Task requirements: Track down each line below containing the string "trim" and copy it.

(Data items)
* * *

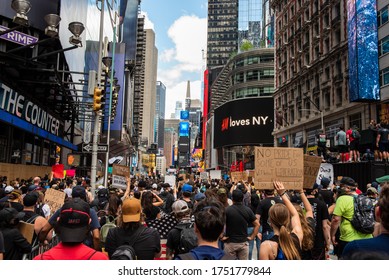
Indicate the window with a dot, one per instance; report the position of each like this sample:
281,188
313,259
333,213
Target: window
383,16
383,46
384,76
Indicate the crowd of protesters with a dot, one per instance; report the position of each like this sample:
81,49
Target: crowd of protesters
193,219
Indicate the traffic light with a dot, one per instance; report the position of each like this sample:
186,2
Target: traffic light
98,99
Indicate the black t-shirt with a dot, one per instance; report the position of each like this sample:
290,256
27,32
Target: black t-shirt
238,217
151,214
15,244
320,213
173,239
147,244
263,211
2,250
328,197
307,255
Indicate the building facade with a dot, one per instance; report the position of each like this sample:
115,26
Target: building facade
312,73
159,124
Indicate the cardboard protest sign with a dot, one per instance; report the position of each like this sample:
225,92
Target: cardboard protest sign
58,171
326,170
119,182
121,170
27,230
71,172
55,199
215,174
204,175
279,164
170,179
236,176
311,169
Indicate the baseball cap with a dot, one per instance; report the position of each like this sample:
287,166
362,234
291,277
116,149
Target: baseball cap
199,196
325,182
237,195
73,223
131,210
373,190
180,206
30,199
8,189
79,191
221,191
32,188
7,214
347,181
187,188
383,179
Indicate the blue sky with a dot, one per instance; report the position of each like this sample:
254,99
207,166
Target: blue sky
180,28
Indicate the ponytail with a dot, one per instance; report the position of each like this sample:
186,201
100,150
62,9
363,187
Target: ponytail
287,245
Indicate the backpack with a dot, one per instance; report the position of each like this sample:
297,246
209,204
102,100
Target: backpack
363,218
355,134
127,251
188,237
110,223
189,256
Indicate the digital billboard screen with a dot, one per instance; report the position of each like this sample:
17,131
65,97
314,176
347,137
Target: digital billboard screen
248,121
184,129
363,50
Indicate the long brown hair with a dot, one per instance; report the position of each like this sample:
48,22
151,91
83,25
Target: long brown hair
280,217
308,234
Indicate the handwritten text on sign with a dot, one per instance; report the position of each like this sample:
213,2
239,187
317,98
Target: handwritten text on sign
55,199
281,164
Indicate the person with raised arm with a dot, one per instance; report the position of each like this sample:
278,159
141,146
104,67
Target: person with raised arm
288,233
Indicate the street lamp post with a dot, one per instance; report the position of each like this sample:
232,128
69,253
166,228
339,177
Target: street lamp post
97,113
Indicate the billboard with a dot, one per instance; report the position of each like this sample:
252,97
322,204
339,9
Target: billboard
184,115
363,50
248,121
184,129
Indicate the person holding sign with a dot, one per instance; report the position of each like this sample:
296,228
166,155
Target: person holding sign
285,244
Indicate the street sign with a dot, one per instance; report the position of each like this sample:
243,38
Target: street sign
101,148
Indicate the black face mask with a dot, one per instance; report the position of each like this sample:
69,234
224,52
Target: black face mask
14,222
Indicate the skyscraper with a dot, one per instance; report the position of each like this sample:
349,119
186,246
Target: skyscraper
222,31
160,114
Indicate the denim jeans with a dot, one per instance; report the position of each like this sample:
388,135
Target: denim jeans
267,235
251,243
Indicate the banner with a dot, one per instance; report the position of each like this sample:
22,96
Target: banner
119,182
326,170
55,199
215,174
58,171
121,170
171,180
311,169
279,164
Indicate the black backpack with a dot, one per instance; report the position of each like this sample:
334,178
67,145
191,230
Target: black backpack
363,218
127,251
188,237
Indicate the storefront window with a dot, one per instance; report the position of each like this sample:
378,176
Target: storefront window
46,153
17,146
3,143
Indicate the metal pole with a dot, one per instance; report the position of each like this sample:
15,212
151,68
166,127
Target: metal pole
97,114
110,108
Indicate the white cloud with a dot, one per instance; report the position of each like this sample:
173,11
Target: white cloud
188,33
167,55
177,92
189,36
148,23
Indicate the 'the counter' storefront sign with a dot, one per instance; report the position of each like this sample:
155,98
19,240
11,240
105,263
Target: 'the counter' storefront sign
16,104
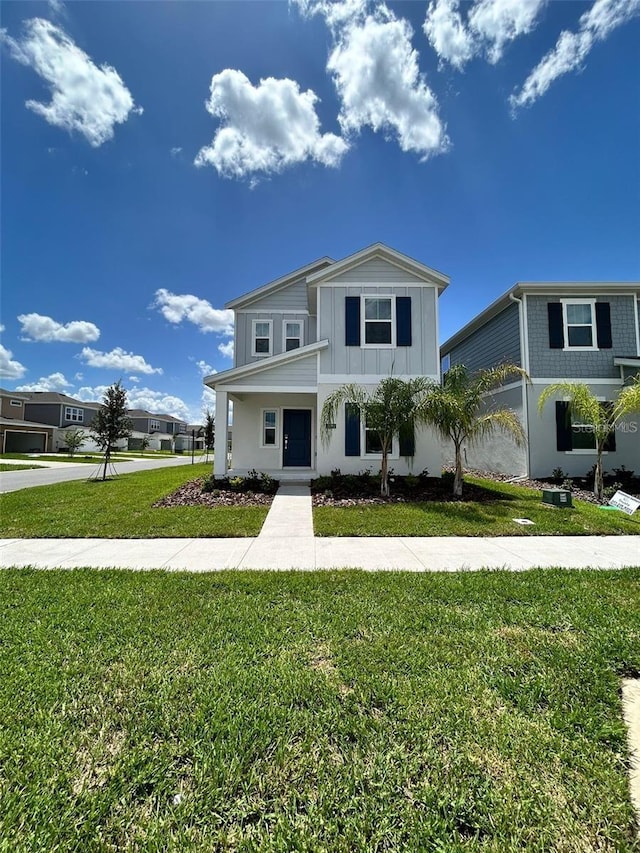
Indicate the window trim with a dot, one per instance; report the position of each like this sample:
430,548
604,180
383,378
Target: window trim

* * *

Task solution:
Indicate the window trim with a dot, one per instance; report the position of each like this sample:
Target: window trim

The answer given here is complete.